(TEXT PASSAGE)

Biohackers exist in a world where once expensive laboratory equipment has now become cheaply available, allowing almost anyone with a few thousand euro to set up their own garage-lab. An article in the scientific journal Nature published in October 2010 outlined some of the ways of outfitting such a lab, including creating a $10 microscope by reversing the lens on a simple web-cam and using eBay to source the cheapest second-hand lab equipment. The consequence of this is that people with little or no formal scientific training can begin unsupervised experimentation straight away.
It also leads to the introduction of non-traditional ways of thinking into the scientific community. Biohacking is closely associated with the cultural and intellectual movement of transhumanism which believes in the augmentation of the human condition through the introduction of advanced technologies. This is evident in the activities of grinders (adding a sixth sense, enhancing hearing etc.) but transhumanists have much grander visions for humanity’s future including boosting IQ to previously unobtainable levels and the attainment of eternal life. On the latter issue, mind-uploading is often mooted as a potential solution. LiveScience recently reported on the Global Future 2045 International Congress, where the claim was made that “by 2045, humans will achieve digital immortality by uploading their minds to computers.” Martine Rothblatt, the CEO of biotech company ‘United Therapeutics Corp.,’ made the argument that this process is not as far-fetched as it may appear. People are laying the foundations for so called ‘mindfiles’ through social media websites like Facebook.
Nick Bostrom, director of Oxford’s Future of Humanity Institute and noted transhumanist, also outlined in a TED talk given in May 2008 how transhumanist philosophy aims at changing not only the physical, but also the emotional. Highlighting a study performed on prairie voles, where genetic modification transformed their mating habits from polygamous to monogamous, he suggested human life could be enhanced “if you could actually choose to preserve your romantic attachments to one person over time, so that love would never have to fade if you didn’t want it to. That’s probably not all that difficult, it might just be a simple hormone that could do this.”

(End TEXT PASSAGE)
(INFORMATION)

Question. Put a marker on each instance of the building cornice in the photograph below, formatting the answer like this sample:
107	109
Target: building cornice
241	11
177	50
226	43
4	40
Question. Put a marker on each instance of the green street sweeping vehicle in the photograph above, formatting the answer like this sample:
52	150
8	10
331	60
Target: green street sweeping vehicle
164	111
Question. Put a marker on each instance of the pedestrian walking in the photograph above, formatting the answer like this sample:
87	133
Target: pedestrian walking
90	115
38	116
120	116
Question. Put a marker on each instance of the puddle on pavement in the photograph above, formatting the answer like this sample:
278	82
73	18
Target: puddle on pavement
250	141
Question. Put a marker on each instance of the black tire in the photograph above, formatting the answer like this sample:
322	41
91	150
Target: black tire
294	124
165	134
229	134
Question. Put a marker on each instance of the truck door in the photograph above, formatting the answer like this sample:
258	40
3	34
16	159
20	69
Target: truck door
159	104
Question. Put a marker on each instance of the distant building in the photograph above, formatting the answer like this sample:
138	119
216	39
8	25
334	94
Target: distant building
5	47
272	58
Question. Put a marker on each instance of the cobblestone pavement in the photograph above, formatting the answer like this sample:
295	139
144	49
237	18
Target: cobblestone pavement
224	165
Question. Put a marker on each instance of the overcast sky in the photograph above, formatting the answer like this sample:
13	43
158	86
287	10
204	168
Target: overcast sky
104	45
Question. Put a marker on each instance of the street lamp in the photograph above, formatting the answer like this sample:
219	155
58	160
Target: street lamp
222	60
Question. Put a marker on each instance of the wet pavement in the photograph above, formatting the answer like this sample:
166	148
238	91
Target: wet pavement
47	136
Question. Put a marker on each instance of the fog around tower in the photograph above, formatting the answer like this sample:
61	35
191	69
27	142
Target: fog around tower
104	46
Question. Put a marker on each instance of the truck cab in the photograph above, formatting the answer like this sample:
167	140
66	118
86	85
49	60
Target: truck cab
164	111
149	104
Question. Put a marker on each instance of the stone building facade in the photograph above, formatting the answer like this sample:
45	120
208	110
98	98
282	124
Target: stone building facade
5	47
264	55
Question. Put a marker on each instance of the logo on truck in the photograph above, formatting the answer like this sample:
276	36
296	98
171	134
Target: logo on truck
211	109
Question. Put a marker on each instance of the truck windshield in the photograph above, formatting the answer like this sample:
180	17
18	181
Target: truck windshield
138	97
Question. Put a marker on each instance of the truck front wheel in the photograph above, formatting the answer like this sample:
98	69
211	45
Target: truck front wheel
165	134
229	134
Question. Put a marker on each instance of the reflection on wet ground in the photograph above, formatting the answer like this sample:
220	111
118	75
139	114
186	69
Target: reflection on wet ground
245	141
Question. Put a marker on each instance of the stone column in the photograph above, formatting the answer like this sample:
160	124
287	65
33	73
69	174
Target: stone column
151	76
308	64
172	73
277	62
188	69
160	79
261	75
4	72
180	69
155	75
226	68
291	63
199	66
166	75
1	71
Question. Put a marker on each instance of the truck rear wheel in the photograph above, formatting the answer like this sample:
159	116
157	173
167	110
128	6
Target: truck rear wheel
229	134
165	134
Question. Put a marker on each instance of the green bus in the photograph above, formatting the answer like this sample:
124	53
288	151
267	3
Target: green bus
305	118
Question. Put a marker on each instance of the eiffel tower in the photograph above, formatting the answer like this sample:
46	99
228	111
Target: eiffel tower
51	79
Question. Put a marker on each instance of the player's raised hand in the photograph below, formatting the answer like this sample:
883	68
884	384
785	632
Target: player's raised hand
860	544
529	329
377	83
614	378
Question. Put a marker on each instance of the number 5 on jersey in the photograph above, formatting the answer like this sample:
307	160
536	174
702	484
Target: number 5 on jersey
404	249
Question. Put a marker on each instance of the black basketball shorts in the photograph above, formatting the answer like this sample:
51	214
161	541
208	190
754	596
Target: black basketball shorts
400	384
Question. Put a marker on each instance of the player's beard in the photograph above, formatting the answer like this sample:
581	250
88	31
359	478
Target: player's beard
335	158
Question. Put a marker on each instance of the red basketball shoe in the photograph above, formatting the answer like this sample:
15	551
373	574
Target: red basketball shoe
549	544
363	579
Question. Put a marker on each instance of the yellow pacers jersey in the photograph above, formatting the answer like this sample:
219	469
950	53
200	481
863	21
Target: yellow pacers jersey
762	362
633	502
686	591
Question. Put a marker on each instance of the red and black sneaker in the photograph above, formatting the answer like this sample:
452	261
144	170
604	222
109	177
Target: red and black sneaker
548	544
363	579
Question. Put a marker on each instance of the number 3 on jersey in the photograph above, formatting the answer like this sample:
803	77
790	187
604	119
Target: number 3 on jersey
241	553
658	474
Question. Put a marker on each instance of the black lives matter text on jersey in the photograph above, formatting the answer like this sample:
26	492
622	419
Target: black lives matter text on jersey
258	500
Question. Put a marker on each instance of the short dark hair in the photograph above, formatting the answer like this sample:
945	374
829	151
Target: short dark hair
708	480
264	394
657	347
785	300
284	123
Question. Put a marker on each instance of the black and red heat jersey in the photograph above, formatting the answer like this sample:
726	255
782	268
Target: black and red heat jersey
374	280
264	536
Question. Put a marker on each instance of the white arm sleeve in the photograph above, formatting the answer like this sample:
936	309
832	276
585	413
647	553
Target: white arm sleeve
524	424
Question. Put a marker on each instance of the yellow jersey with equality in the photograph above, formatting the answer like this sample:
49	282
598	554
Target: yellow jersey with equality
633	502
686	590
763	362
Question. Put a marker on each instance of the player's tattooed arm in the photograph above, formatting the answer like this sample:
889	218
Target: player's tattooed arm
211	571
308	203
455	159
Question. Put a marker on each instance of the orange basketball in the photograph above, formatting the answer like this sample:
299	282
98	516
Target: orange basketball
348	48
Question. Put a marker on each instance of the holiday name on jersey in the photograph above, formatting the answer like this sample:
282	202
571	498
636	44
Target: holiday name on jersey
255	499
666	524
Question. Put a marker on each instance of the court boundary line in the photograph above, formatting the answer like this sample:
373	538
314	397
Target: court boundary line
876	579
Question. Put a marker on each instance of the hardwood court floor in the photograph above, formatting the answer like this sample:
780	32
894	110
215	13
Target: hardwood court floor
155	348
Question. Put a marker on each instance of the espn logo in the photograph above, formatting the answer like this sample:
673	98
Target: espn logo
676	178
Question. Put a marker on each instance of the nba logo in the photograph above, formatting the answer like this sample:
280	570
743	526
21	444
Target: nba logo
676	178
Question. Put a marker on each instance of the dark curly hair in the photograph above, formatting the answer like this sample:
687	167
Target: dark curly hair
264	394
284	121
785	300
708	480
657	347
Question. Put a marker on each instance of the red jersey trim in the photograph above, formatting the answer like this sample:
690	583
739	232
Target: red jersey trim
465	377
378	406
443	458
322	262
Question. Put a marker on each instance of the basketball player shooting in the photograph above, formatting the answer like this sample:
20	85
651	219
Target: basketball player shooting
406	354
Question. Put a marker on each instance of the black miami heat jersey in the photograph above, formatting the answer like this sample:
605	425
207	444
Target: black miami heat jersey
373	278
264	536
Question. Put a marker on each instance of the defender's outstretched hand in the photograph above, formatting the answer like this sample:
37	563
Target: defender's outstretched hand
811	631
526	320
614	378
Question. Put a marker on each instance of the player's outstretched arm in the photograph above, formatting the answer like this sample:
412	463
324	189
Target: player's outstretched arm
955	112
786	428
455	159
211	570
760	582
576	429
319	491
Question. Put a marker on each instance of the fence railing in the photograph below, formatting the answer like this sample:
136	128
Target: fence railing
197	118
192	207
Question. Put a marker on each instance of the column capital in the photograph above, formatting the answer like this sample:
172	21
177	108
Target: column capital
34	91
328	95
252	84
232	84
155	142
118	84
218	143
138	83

(End INFORMATION)

## [TASKS TO COMPLETE]
**a.** Answer these questions about the biohacking text:
(i) How does the text say a $10 microscope can be made?
(ii) What claim was made at the Global Future 2045 International Congress?
(iii) In the prairie vole study, how did genetic modification change the voles' mating habits?
**b.** Carry on the biohacking text, starting after its final sentence.

## [ACTIVITY ANSWERS]
**a.**
(i) By reversing the lens on a simple web-cam.
(ii) That "by 2045, humans will achieve digital immortality by uploading their minds to computers."
(iii) It changed them from polygamous to monogamous.

**b.**
With more and more people directly involving themselves in this kind of research, often independently and with the will to experiment radically on their own bodies, and the rapid growth of increasingly smarter technologies, it only seems like a matter of time before some of these issues graduate from being mere thought exercises to obtainable realities. Here we will be brought to the point of confrontation with previously unimagined issues. Would a human mind stored on a computer chip have access to the same protections and human rights as a mind encased in its natural biology? Is it ethical to allow people to modify their own DNA or genetic material if it became possible to develop high levels of intelligence or super strength? And if humans could live forever, what are the implications for population and the world’s resources and how would we address the danger of a stagnating planet, culturally and intellectually?
These are issues that need to be faced with an oft-neglected trait of humanity: the ability to negotiate and reach consensus. A coherent plan for the future of bioengineering, including the DIY branch, is badly needed in this age of unfettered development. In the words of Bostrom, “we need, slowly and carefully, with ethical wisdom and constraint, to develop the means that enable us to go out in this larger space and explore it and find the great values that might hide there.”